» **Work instructions**
[a] In the forum thread about looking older or younger than one's age, what age and school year does the first poster give for themselves?
[b] Repeat the stretch of the forum thread from "I've had people" through "a middle schooler.".

» **Page extract**
————

I've had people think that I'm as young as a junior high student and as old as 20 (i'm 17, junior in HS). I think alot of it has to do with how you present yourself. I notice if I wear decent clothes, be clean cut, stand up straight, and appear confident I am often assumed to be at or older than my age. On the other hand, if I slouch (which i tend to do alot), wear "younger" clothing, appear unconfident, and have a "younger" hairstyle, I can easily look as young as a middle schooler.


----------



## peace81 (Apr 23, 2004)

i think i have it worse....i look too young and i hate it....


----------



## peace81 (Apr 23, 2004)

ShyLight said:


> well this cousin of mine said i look like 15 and at school they think i'm 18 when I tell people my real age 21 (soon to be 22 :um ) They get all schocked. heh


lol yeah, if people outside of college don't know you they'll think you're very young and if you're at college they'll think your 17 and 18....oh well.

————

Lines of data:
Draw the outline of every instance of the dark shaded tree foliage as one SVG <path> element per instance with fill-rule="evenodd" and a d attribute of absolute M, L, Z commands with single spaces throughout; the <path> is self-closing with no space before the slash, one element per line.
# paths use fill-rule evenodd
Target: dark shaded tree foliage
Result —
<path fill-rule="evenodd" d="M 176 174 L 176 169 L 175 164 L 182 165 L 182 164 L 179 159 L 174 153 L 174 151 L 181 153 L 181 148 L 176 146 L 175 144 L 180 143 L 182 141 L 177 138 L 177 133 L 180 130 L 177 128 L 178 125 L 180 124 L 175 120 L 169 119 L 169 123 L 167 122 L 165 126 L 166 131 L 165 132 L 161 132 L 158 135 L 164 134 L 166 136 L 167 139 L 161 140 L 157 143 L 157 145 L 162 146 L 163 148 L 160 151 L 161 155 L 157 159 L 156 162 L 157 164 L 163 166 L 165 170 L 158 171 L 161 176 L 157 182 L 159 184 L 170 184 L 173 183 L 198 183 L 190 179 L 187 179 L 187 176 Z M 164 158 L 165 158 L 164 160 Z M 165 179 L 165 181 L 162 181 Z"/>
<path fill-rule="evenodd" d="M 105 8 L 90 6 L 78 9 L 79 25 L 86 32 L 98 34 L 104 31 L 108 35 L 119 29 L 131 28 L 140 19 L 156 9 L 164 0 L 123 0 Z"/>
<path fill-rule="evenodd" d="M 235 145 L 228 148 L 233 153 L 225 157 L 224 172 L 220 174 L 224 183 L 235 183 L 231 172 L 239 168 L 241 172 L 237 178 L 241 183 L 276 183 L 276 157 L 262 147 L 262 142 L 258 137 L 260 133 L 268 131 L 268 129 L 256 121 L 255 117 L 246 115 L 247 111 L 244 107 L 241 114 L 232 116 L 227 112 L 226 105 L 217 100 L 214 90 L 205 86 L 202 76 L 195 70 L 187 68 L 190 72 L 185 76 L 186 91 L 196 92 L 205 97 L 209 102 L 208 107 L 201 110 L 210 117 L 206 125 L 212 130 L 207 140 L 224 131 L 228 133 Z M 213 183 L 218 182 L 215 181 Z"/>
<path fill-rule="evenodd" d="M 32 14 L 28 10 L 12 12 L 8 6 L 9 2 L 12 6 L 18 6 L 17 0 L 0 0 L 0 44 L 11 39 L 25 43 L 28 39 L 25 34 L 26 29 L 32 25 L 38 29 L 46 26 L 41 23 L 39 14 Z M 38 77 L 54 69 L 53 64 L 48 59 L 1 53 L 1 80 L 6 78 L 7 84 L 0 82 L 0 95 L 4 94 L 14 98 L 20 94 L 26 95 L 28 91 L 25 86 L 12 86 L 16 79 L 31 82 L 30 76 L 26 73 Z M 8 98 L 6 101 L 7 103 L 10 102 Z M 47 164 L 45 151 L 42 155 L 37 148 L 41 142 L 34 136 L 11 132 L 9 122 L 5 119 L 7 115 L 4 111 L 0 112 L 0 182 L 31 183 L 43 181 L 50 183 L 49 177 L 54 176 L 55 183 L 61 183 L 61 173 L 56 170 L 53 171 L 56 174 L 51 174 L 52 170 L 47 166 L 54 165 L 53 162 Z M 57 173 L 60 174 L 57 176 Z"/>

————

» **Final answers**
[a] 17, a junior in high school.

[b]
I've had people think that I'm as young as a junior high student and as old as 20 (i'm 17, junior in HS). I think alot of it has to do with how you present yourself. I notice if I wear decent clothes, be clean cut, stand up straight, and appear confident I am often assumed to be at or older than my age. On the other hand, if I slouch (which i tend to do alot), wear "younger" clothing, appear unconfident, and have a "younger" hairstyle, I can easily look as young as a middle schooler.